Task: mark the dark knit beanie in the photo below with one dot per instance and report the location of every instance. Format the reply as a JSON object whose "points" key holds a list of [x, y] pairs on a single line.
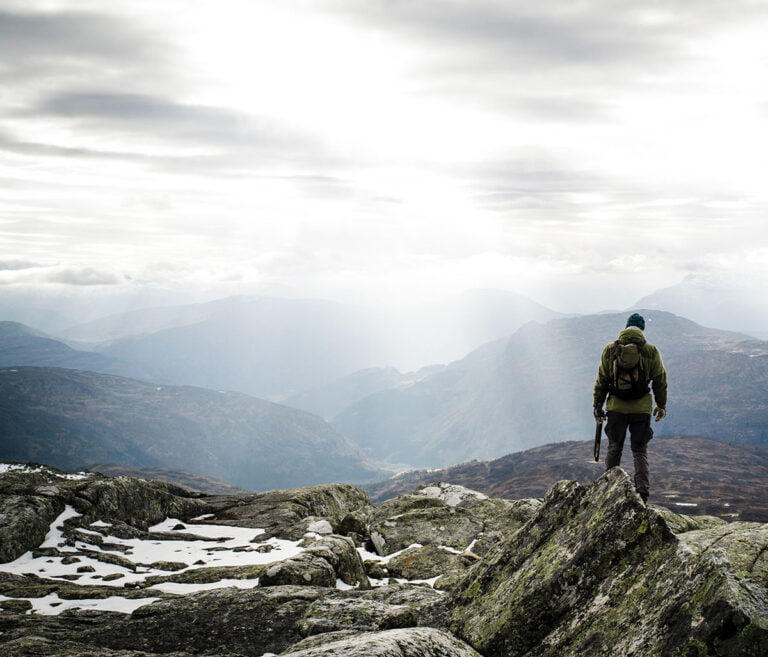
{"points": [[636, 320]]}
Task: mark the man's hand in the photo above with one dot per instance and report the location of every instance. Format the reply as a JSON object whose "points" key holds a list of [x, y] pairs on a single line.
{"points": [[597, 411]]}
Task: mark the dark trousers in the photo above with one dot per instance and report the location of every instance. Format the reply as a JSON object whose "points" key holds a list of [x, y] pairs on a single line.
{"points": [[640, 433]]}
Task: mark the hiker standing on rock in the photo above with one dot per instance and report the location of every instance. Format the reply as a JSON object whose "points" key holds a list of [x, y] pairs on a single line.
{"points": [[627, 367]]}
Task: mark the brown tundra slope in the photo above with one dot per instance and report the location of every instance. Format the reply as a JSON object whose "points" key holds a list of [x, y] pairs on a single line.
{"points": [[691, 475]]}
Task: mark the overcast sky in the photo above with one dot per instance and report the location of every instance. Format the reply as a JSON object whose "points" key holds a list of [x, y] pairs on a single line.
{"points": [[582, 152]]}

### What is expected
Reproduce every one of the lines above word for word, leaving out the pictures.

### Result
Task: mark the dark knit beanie in the photo below with one dot per instance and report the location of every instance. Format the reply as a JSON object whose "points" key holds a list of [x, y] pairs on a single line.
{"points": [[636, 320]]}
Task: mark the man's hand in the photo above with one dot per instance and report the location of every instance. Format the reply as a JSON object whose "points" key holds a list of [x, y] pairs on a single line.
{"points": [[597, 411]]}
Task: mark the dark trousers in the photo above with one dot per instance and report the location of every instance. Format the reply as a JSON object whose "points" key holds a list of [x, y] pairs on a single line.
{"points": [[640, 433]]}
Task: mark the hiker standing on rock in the photo above with one dot per instance and report the location of every instance. Format the reply as a JSON object whose "points" key holds a list of [x, y] pairs on a single line.
{"points": [[627, 367]]}
Task: mark the brown tundra slope in the photo above with one dot per instance and report the location of every instance. Format the reply as a JSON object whose "points" key holds a list of [x, y] pairs on a single line.
{"points": [[691, 475]]}
Task: mark the overcast sky in the photo above with one dot per instance and report the location of every instance. Format the reply as a JSON object whose "points" key holds a list of [x, y] pairs on a single line.
{"points": [[582, 152]]}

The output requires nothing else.